TASK
Rewrite all of the entries below, replacing "positive clicks" with "foreground points" wherever it appears and leaving everything else unchanged. Leave the pictures out of your answer.
────────────────────────────────────────
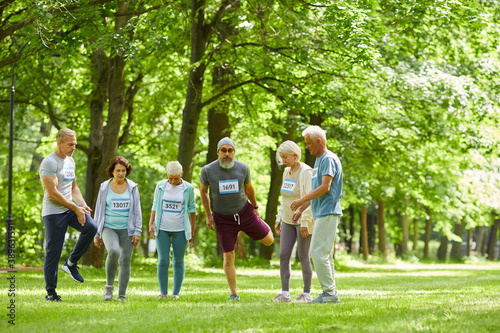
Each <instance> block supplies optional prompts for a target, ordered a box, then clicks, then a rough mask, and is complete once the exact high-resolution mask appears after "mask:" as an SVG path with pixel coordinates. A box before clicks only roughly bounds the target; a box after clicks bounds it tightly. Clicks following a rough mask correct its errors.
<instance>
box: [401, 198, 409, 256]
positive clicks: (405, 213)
mask: <svg viewBox="0 0 500 333" xmlns="http://www.w3.org/2000/svg"><path fill="white" fill-rule="evenodd" d="M408 204H409V200H408V198H407V197H405V209H406V207H408ZM402 220H403V221H402V222H403V223H402V226H401V227H402V229H403V240H402V242H401V252H402V254H403V256H407V255H408V239H409V232H408V229H409V221H408V214H406V213H405V214H404V215H403V219H402Z"/></svg>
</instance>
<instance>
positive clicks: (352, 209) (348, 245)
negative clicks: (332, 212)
mask: <svg viewBox="0 0 500 333" xmlns="http://www.w3.org/2000/svg"><path fill="white" fill-rule="evenodd" d="M354 214H355V211H354V205H351V206H349V215H350V223H349V239H348V241H347V253H352V238H353V237H354V232H355V229H354Z"/></svg>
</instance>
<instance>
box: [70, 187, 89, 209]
mask: <svg viewBox="0 0 500 333" xmlns="http://www.w3.org/2000/svg"><path fill="white" fill-rule="evenodd" d="M71 194H72V196H73V200H74V201H75V202H76V203H77V204H78V205H80V207H83V208H85V209H86V211H87V213H88V214H90V212H92V209H90V207H89V206H88V205H87V203H86V202H85V199H84V198H83V195H82V192H81V191H80V188H79V187H78V185H76V179H73V188H72V190H71Z"/></svg>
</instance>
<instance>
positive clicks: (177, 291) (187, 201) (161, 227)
mask: <svg viewBox="0 0 500 333" xmlns="http://www.w3.org/2000/svg"><path fill="white" fill-rule="evenodd" d="M182 175H183V172H182V165H181V164H180V163H179V162H177V161H175V162H169V163H167V177H168V179H164V180H162V181H160V182H159V183H158V184H157V185H156V189H155V194H154V200H153V208H152V209H151V218H150V219H149V234H150V235H151V238H153V239H156V248H157V249H158V282H159V284H160V292H161V294H160V296H159V297H158V299H159V300H161V299H166V298H168V266H169V264H170V245H172V249H173V258H172V267H173V271H174V289H173V292H172V299H173V300H176V299H179V293H180V290H181V287H182V282H183V281H184V271H185V270H184V254H185V253H186V246H187V243H188V242H191V239H192V238H193V236H194V223H195V220H196V203H195V200H194V186H193V185H191V184H190V183H188V182H187V181H185V180H183V179H182Z"/></svg>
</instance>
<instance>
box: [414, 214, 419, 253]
mask: <svg viewBox="0 0 500 333" xmlns="http://www.w3.org/2000/svg"><path fill="white" fill-rule="evenodd" d="M413 255H414V256H415V257H418V218H417V217H414V218H413Z"/></svg>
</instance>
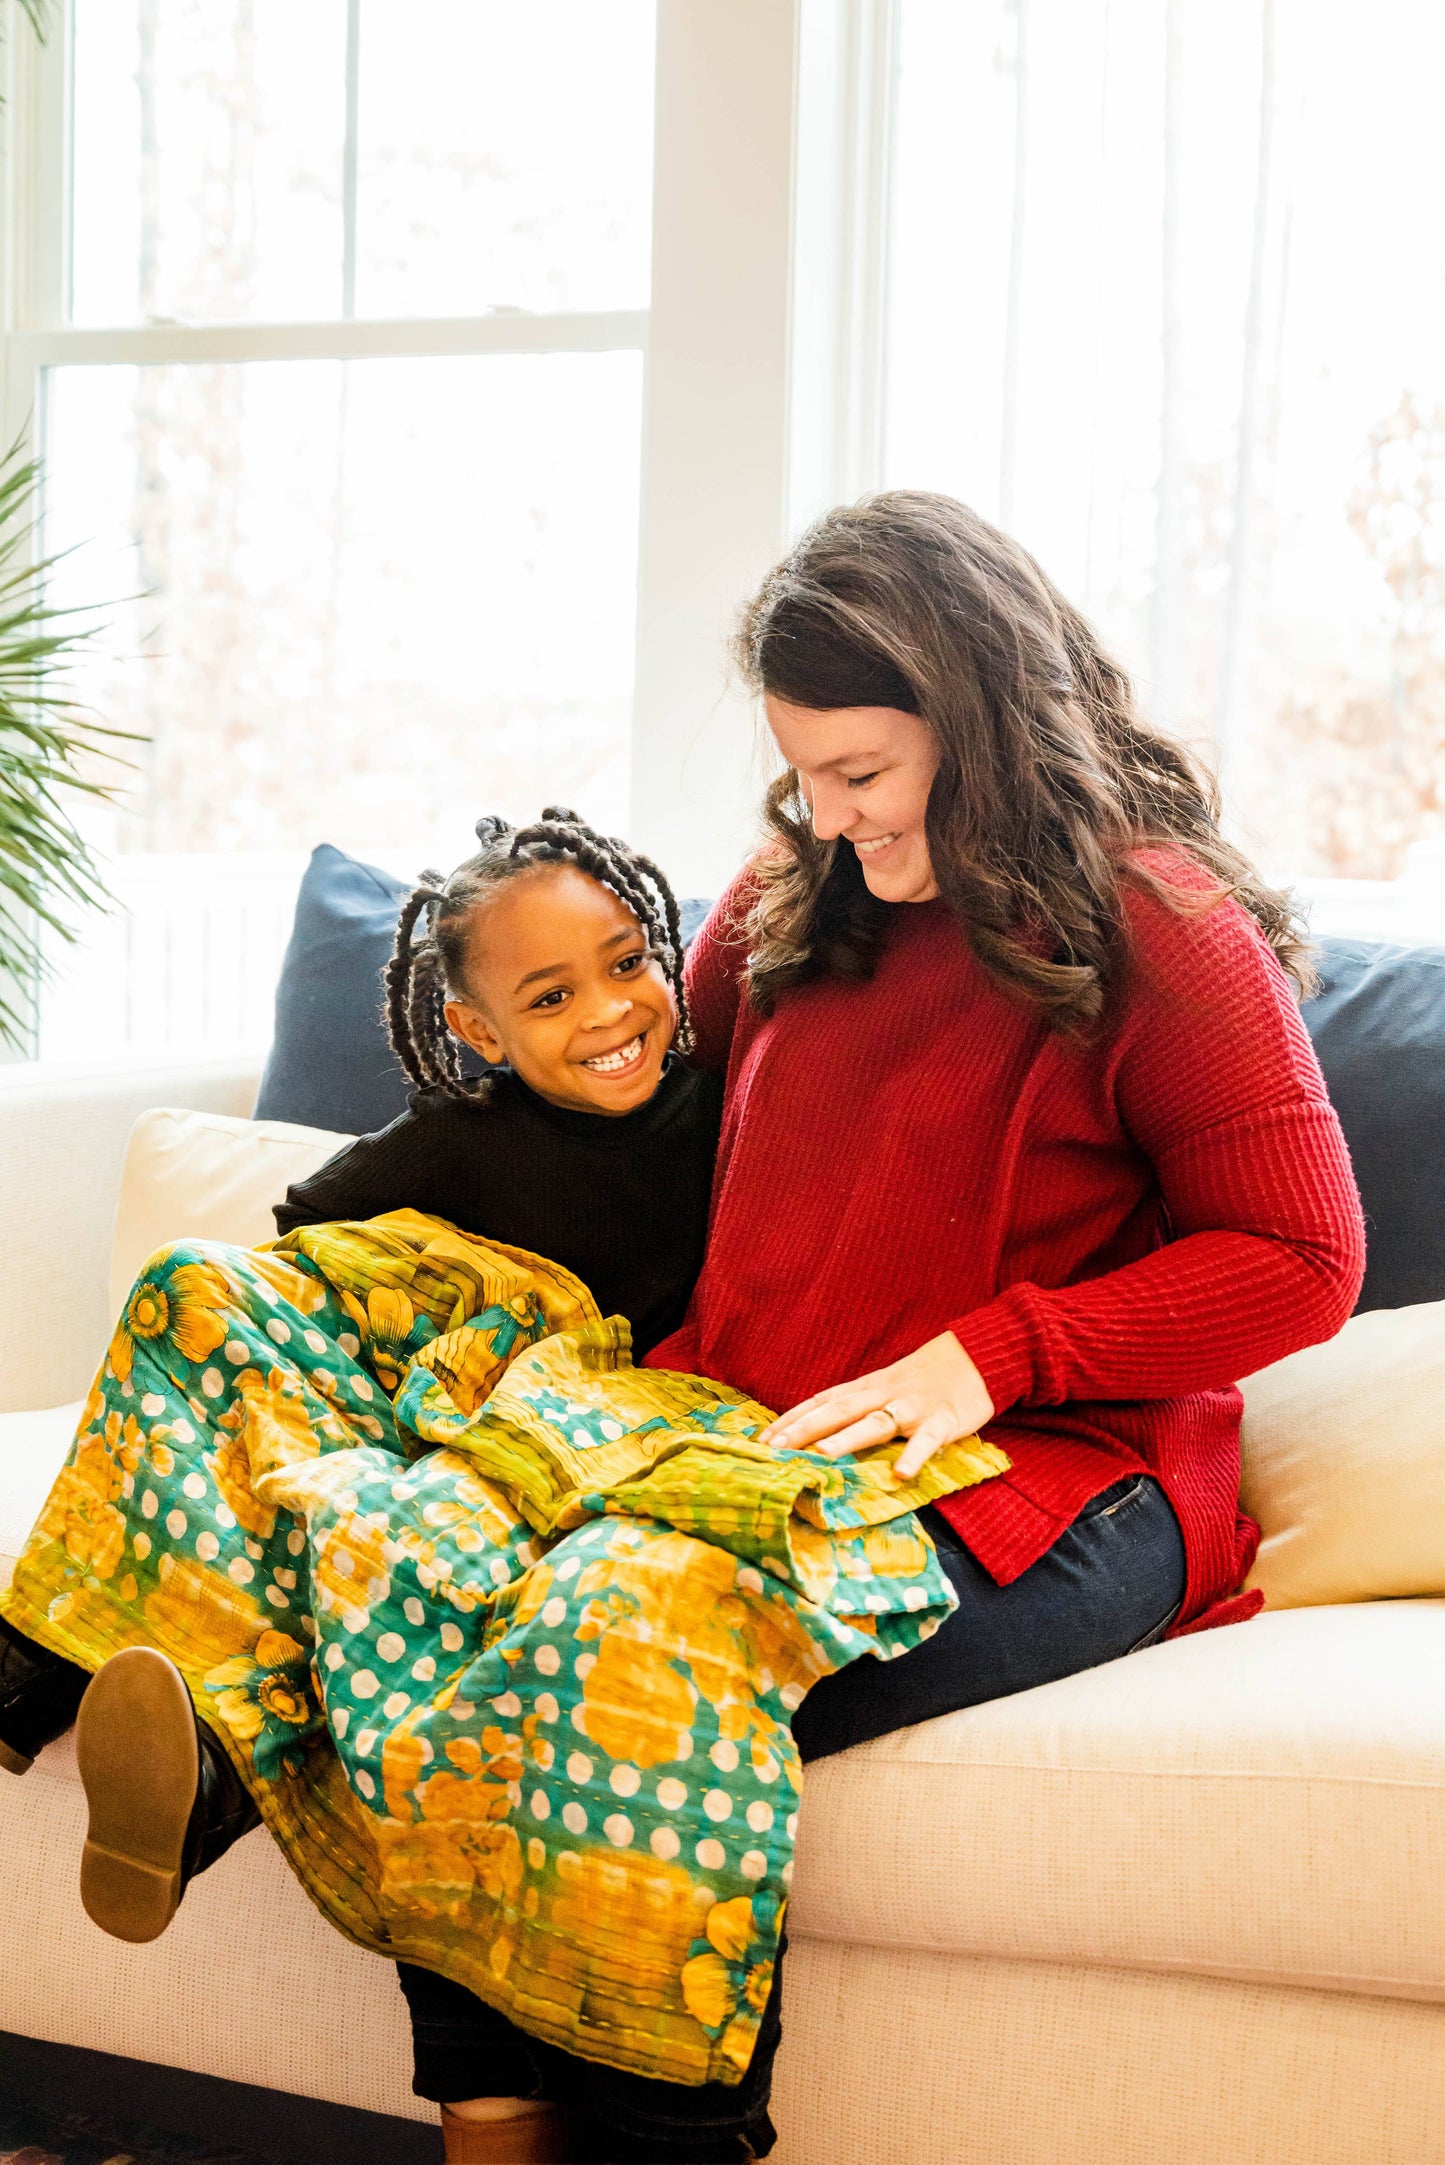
────────────────────────────────────────
OUTPUT OF THE TASK
Each <instance> block supplies optional prompts for a target, ordered a box, then clicks, then a rough mask, and is complete once the exact high-resolution mask appears after "mask:" as an SVG path with pixel coordinates. A box before clicks only roughly bounds the target; a box after clicks bounds it tightly. Clicks following a rough mask correct its errors.
<instance>
box: [401, 198, 409, 256]
foreground points: (405, 213)
mask: <svg viewBox="0 0 500 333" xmlns="http://www.w3.org/2000/svg"><path fill="white" fill-rule="evenodd" d="M408 204H409V200H408V198H407V197H405V209H406V207H408ZM402 220H403V221H402V222H403V223H402V226H401V227H402V229H403V240H402V242H401V252H402V254H403V256H407V255H408V239H409V232H408V229H409V221H408V214H406V213H405V214H404V215H403V219H402Z"/></svg>
</instance>
<instance>
foreground points: (352, 209) (348, 245)
negative clicks: (332, 212)
mask: <svg viewBox="0 0 500 333" xmlns="http://www.w3.org/2000/svg"><path fill="white" fill-rule="evenodd" d="M354 214H355V211H354V205H351V206H349V215H350V223H349V239H348V241H347V253H352V238H353V237H354V232H355V229H354Z"/></svg>
</instance>
<instance>
box: [70, 187, 89, 209]
mask: <svg viewBox="0 0 500 333" xmlns="http://www.w3.org/2000/svg"><path fill="white" fill-rule="evenodd" d="M71 194H72V196H73V200H74V201H75V202H76V203H77V204H78V205H80V207H83V208H85V209H86V211H87V213H88V214H90V212H92V209H90V207H89V206H88V205H87V203H86V202H85V199H84V198H83V195H82V192H81V191H80V188H79V187H78V185H76V179H73V188H72V190H71Z"/></svg>
</instance>
<instance>
foreground points: (177, 291) (187, 201) (161, 227)
mask: <svg viewBox="0 0 500 333" xmlns="http://www.w3.org/2000/svg"><path fill="white" fill-rule="evenodd" d="M182 175H183V172H182V165H181V164H180V163H179V162H177V161H175V162H169V163H167V177H168V179H164V180H162V181H160V182H159V183H158V184H157V185H156V189H155V194H154V200H153V208H152V209H151V218H150V219H149V234H150V235H151V238H153V239H156V248H157V249H158V282H159V284H160V292H161V294H160V296H159V297H158V299H159V300H161V299H166V298H168V266H169V264H170V245H172V249H173V258H172V267H173V271H174V289H173V292H172V299H173V300H176V299H179V293H180V290H181V287H182V282H183V281H184V271H185V270H184V254H185V253H186V246H187V243H188V242H191V239H192V238H193V236H194V223H195V220H196V203H195V200H194V186H193V185H191V184H190V183H188V182H187V181H185V180H183V179H182Z"/></svg>
</instance>
<instance>
box: [414, 214, 419, 253]
mask: <svg viewBox="0 0 500 333" xmlns="http://www.w3.org/2000/svg"><path fill="white" fill-rule="evenodd" d="M413 255H414V256H415V257H418V218H417V217H414V218H413Z"/></svg>
</instance>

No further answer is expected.